• WHAT THIS EXERCISE ASKS:
1 - Rewrite the text about Cialdini's book from "Robert Cialdini was" to "is the result.", changing "sales offices" to "car dealerships".
2 - According to the text about Cialdini's book, how many years did he spend working undercover?

• DOCUMENT TEXT:
The Book Every Marketer Has Read

Robert Cialdini was a psychology professor at Arizona State University when he spent three years working undercover in sales offices, PR firms, fundraising organisations, and advertising agencies — studying the practitioners of influence in their natural habitat. Influence is the result.

Published in 1984, it has sold over five million copies and is cited in more marketing, negotiation, and business books than any other single work. Charlie Munger called it one of the most important books he’d read. Warren Buffett recommended it. Virtually every major book on negotiation, marketing, or persuasion published since 1984 builds on Cialdini’s framework.

The Six Principles

Reciprocity. Humans feel a deeply uncomfortable obligation to return favours. This instinct is so powerful that even small, uninvited gifts reliably increase compliance — Hare Krishna fundraisers discovered this with flowers; restaurants discovered it with mints. The obligation to repay runs deeper than the obligation to refuse.

Commitment and Consistency. Once people take a position, they work hard to behave consistently with it. This is why salespeople get small initial commitments before asking for larger ones — foot-in-the-door technique. It’s why hazing makes people value what they suffered for. Written commitments are more powerful than verbal ones; public commitments more powerful still.

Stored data
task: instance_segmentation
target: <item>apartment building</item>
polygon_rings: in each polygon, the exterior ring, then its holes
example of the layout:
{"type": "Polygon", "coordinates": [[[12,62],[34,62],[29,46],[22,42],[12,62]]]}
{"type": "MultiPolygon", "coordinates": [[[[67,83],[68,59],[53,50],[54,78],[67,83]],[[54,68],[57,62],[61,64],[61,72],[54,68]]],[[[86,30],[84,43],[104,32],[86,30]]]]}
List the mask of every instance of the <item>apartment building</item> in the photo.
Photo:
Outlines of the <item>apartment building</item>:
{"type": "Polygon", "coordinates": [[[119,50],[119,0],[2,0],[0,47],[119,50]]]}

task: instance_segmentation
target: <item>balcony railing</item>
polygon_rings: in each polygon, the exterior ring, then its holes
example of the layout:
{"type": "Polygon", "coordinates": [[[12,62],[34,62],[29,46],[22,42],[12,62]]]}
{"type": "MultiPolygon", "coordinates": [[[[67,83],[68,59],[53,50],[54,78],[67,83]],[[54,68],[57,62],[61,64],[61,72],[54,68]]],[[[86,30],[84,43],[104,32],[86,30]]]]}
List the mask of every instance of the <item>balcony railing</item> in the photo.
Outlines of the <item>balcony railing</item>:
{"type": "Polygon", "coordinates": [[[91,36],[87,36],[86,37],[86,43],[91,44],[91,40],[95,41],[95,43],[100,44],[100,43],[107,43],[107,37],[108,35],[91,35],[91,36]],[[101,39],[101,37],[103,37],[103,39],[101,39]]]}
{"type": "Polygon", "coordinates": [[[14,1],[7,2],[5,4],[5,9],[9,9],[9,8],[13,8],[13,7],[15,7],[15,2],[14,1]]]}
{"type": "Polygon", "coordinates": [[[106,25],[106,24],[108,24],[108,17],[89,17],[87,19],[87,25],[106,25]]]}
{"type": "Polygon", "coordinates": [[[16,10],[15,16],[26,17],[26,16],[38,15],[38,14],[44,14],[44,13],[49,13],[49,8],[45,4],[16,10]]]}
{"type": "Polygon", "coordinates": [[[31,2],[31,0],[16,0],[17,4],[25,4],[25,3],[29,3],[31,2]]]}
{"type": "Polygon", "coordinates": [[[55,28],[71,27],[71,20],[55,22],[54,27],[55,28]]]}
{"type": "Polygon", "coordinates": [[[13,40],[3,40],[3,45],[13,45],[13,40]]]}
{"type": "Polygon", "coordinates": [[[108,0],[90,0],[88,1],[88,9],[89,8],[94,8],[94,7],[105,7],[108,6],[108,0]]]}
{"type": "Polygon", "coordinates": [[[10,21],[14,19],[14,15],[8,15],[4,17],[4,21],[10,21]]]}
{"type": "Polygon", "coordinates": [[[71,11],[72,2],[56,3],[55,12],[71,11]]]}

• TASK ANSWERS:
1 -
Robert Cialdini was a psychology professor at Arizona State University when he spent three years working undercover in car dealerships, PR firms, fundraising organisations, and advertising agencies — studying the practitioners of influence in their natural habitat. Influence is the result.

2 - Three years.